* Begin Input rows *
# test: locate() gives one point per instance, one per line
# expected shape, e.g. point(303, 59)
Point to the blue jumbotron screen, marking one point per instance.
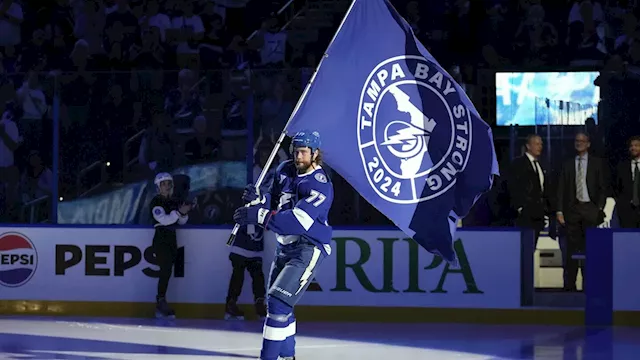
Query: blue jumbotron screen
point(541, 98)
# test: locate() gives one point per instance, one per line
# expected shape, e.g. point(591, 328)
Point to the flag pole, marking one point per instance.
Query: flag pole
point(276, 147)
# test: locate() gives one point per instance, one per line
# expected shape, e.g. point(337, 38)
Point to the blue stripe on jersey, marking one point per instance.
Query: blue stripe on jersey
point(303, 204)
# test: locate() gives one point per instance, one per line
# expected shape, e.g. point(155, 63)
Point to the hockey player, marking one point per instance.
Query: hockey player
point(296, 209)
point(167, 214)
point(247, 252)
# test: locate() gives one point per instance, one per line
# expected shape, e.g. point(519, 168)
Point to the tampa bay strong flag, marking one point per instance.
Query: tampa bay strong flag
* End Input rows *
* Begin Input rows *
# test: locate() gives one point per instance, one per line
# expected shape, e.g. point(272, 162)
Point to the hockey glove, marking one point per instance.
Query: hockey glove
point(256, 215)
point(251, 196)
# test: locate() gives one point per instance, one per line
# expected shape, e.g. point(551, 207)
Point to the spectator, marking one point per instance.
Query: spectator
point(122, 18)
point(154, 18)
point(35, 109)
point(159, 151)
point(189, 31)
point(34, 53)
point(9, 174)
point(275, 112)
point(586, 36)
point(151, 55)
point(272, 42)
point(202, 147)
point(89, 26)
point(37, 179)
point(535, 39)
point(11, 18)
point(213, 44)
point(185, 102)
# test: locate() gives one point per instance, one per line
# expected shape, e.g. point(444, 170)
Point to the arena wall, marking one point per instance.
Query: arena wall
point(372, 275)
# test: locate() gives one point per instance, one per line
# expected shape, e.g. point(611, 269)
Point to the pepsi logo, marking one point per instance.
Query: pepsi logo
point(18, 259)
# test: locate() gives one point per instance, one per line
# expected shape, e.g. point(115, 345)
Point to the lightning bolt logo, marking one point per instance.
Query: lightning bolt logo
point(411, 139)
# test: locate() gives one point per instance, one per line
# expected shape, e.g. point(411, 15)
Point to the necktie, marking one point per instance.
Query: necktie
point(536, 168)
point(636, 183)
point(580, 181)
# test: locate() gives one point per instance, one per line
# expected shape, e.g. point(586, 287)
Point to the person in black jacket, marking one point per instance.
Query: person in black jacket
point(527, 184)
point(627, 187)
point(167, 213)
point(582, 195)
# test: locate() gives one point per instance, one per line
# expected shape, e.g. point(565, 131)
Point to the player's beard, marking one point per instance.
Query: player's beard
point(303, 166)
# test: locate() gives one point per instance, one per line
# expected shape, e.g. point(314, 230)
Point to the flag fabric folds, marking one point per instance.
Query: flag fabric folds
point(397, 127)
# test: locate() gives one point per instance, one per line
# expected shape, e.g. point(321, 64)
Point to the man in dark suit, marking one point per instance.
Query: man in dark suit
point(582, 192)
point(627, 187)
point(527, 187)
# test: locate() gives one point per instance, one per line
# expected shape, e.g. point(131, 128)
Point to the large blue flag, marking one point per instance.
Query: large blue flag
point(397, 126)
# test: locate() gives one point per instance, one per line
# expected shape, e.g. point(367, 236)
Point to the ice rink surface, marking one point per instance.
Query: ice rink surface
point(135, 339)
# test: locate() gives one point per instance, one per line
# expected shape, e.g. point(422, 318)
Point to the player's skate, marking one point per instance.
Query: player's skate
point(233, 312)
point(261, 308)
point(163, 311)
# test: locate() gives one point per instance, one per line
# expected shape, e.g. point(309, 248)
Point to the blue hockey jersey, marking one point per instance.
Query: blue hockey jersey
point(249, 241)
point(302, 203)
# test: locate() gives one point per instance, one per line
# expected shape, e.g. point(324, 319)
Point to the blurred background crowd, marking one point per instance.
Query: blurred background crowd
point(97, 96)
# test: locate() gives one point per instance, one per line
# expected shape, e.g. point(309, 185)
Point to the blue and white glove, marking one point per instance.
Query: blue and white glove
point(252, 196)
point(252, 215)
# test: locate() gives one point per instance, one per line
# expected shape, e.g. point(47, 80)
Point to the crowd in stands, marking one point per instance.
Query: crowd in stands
* End Input rows *
Task requirements: From the records above, pull out every line containing the string "hockey" and copy each one unchanged.

Answer to the exercise:
Point to the hockey player, marking one point per instance.
Query: hockey player
Point to the hockey glove, marking one point per instance.
Query: hockey glove
Point to the blue hockey jersey, marking one point per instance.
Query: blue hockey jersey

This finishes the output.